PROBLEM REQUIREMENTS
The lines of the records that include "clicks" should all be copied.
━━━ GIVEN DATA ━━━
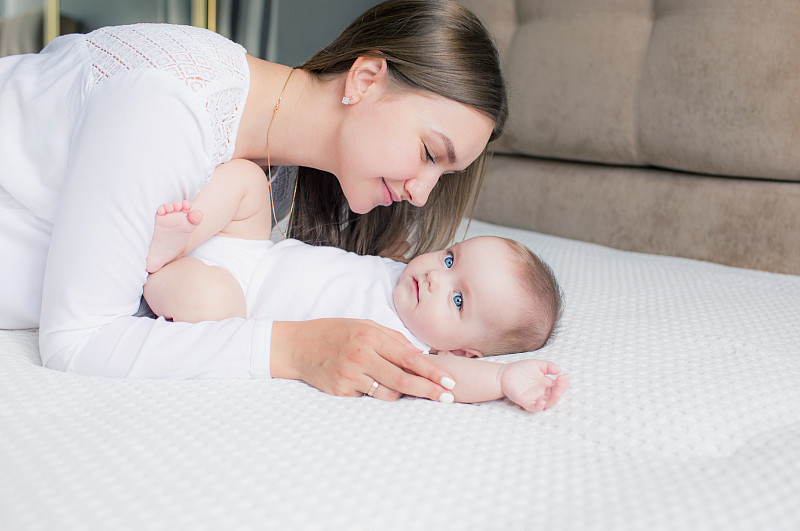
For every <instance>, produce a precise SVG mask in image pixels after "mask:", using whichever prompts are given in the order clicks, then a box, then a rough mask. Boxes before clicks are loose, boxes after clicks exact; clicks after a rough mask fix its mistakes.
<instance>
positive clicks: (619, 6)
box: [461, 0, 800, 181]
mask: <svg viewBox="0 0 800 531" xmlns="http://www.w3.org/2000/svg"><path fill="white" fill-rule="evenodd" d="M461 1H462V3H463V4H465V5H467V7H469V8H471V9H473V10H474V11H475V12H476V13H477V14H478V15H479V16H481V17H482V18H483V19H484V20H485V21H486V23H487V24H488V25H489V26H490V28H492V30H493V32H494V33H495V35H496V38H497V40H498V43H499V48H500V50H501V53H502V54H503V61H504V66H505V70H506V75H507V77H508V80H509V93H510V98H511V102H510V105H511V117H510V119H509V123H508V126H507V128H506V135H504V136H505V137H504V138H503V139H502V140H501V142H500V143H499V144H498V146H497V148H498V151H500V152H505V153H516V154H523V155H531V156H538V157H546V158H557V159H565V160H577V161H588V162H599V163H606V164H625V165H640V166H649V165H653V166H660V167H664V168H669V169H676V170H684V171H689V172H698V173H708V174H716V175H726V176H742V177H752V178H763V179H779V180H790V181H800V148H799V146H800V52H799V50H800V31H798V29H797V28H798V27H800V3H798V2H797V1H796V0H771V1H766V2H752V1H751V0H726V1H725V2H724V3H722V2H718V1H717V0H654V1H649V0H604V1H603V2H598V1H597V0H518V1H516V2H514V1H513V0H499V1H498V0H491V1H487V0H482V1H481V0H461ZM512 28H513V29H512Z"/></svg>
━━━
RESPONSE BELOW
For every <instance>, produce a precise SVG mask in image pixels after "mask:", using whichever prompts are given in the order clicks, then a box, then a rough mask. Boxes before clicks are loose, boxes after clicks exact; clicks after a rough mask fix its mistakes.
positive clicks: (619, 6)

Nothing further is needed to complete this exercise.